Text =

........

Als Maschinist wird am 9. September der Schlosser Hagenah eingestellt. Jahresgehalt 1200,00 Mark. Der 25. September 1909 wird als Tag der Einweihung bestimmt, als Festlokal das Hotel „Ostener Hof“.
Am 1. Oktober findet die Einweihungsfeier statt, die auf Wunsch des Landrats auf diesen Tag verlegt wurde. Die Feier soll um 1.00 Uhr nachmittags auf dem Basbecker Ufer stattfinden. – Technische Daten: Stützweite des Überbaues 80 m, Konstruktions-Unterkante: 30 m über NN, Höhe des Fach-Gerüstes: 8 m, Portal-Weite: 25 m, Tragwand-Abstand: 10 m, Laufrad-Durchmesser: 140 cm. Die Pfeiler sind von einer Spundwand (Kiefer) mit 5 bzw. 4 m Rammtiefe umschlossen. Das Fundament der Pfeiler und diese selbst bestehen aus einer Mischung von einem Teil Zement, drei Teilen Sand und sechs Teilen Hartbrandziegelbrocken.
1921
Versorgung mit Strom vom Portland Zementwerk
1954
Anschluss an das öffentliche Stromnetz.
1966
Der untere Teil der Fährgondel wird für rund 170.000,00 DM erneuert, wie es im Jahre vorher der TÜV gefordert hatte.
1974
Nachdem die in den Jahren 1969 bis 1974 erbaute Brücke über die Oste (B 495) für den Verkehr freigegeben war, wurde die Schwebefähre am 31. Mai 1974 stillgelegt. Noch im selben Jahr wird die Schwebefähre als technisches Kulturdenkmal unter Schutz gestellt und zeigt somit die sehr hohe Wertigkeit, die schon damals dem Bau zuerkannt wurde.
1975
Die »Schwebebahn Osten« wurde durch Beschluß des Kreistages vom 23. 6. 1975 als technisches Baudenkmal in die Trägerschaft (Eigentum) des Kreises Land Hadeln übernommen. In den Jahren 1975/76 wurde das Gerüst der Schwebefähre gründlich überholt; Kosten rund 235000 DM.
Am 17. Oktober 1975 wurde in Osten die „Fördergesellschaft zur Erhaltung der Schwebefähre Osten e. V.“ gegründet, der vom Eigentümer, dem Landkreis, dann die Genehmigung zur Wiederinbetriebnahme der „Schwebebahn“ für Zwecke des Fremdenverkehrs erteilt wurde. Vorsitzender wurde Horst Ahlf.
1976
Seit dem 31. Juli 1976 dient die in ihrer Konstruktion einmalige Schwebefähre, das Wahrzeichen der Gemeinde Osten, als Attraktion dem Fremdenverkehr.

........

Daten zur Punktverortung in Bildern

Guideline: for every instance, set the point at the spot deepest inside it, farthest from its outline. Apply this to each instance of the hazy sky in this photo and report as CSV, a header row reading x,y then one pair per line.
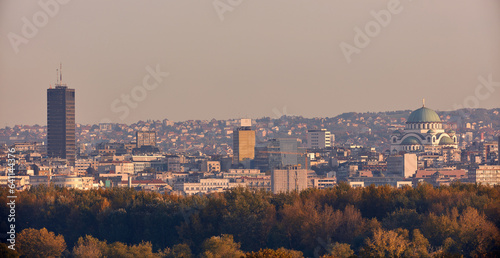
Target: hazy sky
x,y
250,58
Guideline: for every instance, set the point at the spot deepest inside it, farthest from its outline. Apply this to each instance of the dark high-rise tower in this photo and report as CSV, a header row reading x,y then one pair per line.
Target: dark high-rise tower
x,y
61,122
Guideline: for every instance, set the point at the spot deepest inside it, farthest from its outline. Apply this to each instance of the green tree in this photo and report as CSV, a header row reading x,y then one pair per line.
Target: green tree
x,y
89,246
385,244
339,250
221,247
40,243
177,251
278,253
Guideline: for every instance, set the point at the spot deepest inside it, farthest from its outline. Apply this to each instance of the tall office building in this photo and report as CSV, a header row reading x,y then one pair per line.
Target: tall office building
x,y
243,142
288,180
319,139
61,122
280,153
145,138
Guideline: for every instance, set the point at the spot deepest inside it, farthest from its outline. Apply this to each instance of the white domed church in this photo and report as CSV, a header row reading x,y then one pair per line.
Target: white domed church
x,y
423,133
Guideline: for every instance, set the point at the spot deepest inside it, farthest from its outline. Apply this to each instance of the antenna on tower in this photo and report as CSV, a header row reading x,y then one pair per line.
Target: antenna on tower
x,y
60,68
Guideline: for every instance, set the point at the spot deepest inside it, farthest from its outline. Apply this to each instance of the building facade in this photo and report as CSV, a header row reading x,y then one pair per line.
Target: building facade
x,y
319,139
61,142
243,144
145,138
423,133
288,180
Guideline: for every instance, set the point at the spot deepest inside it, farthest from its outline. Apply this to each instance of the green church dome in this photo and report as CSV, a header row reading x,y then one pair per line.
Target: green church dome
x,y
446,141
410,141
423,115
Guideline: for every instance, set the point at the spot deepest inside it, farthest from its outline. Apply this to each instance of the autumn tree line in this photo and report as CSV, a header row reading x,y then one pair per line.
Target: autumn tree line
x,y
456,220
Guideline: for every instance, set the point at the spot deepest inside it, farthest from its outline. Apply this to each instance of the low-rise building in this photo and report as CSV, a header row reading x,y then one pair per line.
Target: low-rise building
x,y
489,175
206,185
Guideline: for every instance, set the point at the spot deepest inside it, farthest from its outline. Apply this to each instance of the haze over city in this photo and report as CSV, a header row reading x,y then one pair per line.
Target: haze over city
x,y
253,59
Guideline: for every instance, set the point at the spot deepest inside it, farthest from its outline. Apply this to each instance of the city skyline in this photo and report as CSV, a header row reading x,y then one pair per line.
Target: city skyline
x,y
192,65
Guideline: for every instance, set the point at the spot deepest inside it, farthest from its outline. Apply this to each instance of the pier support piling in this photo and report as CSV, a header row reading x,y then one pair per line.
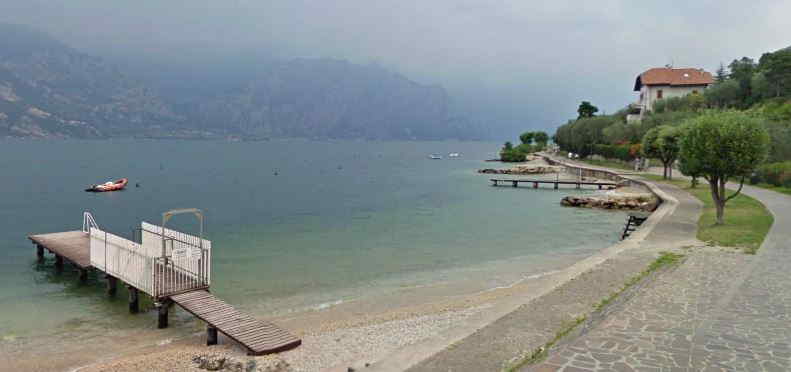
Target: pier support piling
x,y
162,311
134,300
112,285
211,335
40,253
58,262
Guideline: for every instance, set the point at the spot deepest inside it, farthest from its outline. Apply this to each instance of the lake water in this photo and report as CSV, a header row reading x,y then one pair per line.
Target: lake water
x,y
294,224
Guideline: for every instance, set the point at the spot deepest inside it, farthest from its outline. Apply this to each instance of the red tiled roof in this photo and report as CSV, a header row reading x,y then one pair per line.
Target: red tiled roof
x,y
673,76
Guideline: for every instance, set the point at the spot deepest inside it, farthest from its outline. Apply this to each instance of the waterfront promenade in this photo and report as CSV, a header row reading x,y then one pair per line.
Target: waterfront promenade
x,y
718,311
517,334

........

Aufgabe = Welche Angaben zählt der Text zur Schwebefähre Osten nach den Worten „Technische Daten:“ auf? Nenne jede mit ihrem Wert.

Ergebnis =
- Stützweite des Überbaues: 80 m
- Konstruktions-Unterkante: 30 m über NN
- Höhe des Fach-Gerüstes: 8 m
- Portal-Weite: 25 m
- Tragwand-Abstand: 10 m
- Laufrad-Durchmesser: 140 cm